Instructions to follow: Transcribe, word for word and without additions, each line below from the one containing "(format x=170, y=297)" through the one containing "(format x=342, y=208)", both ends included.

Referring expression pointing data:
•••

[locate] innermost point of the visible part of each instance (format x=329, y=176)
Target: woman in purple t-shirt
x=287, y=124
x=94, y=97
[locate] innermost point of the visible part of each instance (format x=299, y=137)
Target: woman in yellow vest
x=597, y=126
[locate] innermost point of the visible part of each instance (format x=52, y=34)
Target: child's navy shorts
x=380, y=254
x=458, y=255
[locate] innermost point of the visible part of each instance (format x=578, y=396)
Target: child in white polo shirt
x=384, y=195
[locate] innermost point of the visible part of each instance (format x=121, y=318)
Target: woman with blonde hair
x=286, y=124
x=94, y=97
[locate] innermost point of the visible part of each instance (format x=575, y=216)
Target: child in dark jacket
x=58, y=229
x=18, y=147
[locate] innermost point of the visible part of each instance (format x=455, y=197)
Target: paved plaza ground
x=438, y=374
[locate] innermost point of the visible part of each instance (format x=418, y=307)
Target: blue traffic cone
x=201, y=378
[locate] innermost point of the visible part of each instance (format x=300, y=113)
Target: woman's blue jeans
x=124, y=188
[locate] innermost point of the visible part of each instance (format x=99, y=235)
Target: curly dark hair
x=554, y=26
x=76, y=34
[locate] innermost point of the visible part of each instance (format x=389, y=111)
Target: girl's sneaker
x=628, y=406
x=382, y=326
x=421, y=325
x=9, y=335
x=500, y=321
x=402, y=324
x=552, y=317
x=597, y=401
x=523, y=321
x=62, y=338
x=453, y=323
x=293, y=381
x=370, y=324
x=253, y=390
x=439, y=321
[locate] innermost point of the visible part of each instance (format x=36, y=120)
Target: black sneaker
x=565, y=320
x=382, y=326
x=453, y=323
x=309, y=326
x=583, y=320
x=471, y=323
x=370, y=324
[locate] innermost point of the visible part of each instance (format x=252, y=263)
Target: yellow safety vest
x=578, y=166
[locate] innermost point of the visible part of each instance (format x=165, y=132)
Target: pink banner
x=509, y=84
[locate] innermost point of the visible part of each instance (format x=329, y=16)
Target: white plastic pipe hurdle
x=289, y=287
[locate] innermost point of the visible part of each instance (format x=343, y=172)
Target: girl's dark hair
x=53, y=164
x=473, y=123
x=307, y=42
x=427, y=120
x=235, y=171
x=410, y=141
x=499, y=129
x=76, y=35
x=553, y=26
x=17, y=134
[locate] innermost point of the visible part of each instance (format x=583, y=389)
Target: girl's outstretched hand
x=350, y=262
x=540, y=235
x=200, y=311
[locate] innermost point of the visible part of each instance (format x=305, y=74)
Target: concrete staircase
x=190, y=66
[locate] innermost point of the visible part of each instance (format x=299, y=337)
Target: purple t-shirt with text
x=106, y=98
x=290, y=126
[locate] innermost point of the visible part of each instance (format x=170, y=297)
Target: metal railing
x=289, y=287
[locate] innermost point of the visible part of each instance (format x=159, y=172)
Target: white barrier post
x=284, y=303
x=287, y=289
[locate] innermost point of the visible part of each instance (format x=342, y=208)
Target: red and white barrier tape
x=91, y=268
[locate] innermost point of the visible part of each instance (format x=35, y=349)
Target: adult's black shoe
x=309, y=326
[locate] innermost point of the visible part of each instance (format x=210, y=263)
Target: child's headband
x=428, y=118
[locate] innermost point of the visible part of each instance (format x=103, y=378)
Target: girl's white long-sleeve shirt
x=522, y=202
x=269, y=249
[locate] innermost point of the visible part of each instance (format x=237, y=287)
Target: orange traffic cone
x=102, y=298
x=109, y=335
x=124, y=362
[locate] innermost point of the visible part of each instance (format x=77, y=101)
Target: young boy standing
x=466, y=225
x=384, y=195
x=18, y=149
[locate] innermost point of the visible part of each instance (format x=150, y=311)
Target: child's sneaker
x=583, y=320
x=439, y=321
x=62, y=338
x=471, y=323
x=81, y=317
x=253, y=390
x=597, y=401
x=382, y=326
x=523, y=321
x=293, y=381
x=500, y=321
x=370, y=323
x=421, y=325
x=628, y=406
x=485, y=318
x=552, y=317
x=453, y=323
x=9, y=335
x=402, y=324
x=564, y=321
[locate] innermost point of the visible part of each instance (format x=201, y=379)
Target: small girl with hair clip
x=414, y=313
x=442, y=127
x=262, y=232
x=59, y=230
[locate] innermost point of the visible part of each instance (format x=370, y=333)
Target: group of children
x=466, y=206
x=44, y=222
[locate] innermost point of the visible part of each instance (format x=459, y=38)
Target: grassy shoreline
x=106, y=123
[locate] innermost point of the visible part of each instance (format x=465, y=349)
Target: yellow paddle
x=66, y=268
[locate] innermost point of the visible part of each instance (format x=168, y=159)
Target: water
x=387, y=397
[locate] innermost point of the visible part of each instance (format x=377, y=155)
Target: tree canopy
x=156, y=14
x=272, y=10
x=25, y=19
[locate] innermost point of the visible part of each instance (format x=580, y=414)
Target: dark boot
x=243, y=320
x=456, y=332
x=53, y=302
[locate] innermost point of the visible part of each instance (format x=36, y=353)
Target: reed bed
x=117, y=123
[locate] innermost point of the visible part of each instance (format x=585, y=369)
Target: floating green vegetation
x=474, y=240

•••

Response below:
[locate] innermost point of the visible part of each instance (format x=170, y=297)
Target: metal railing
x=289, y=287
[locate] innermost point of the visible part of each instance (format x=159, y=172)
Target: white barrier post
x=284, y=303
x=287, y=289
[locate] innermost point of the visible part of each instance (format x=342, y=208)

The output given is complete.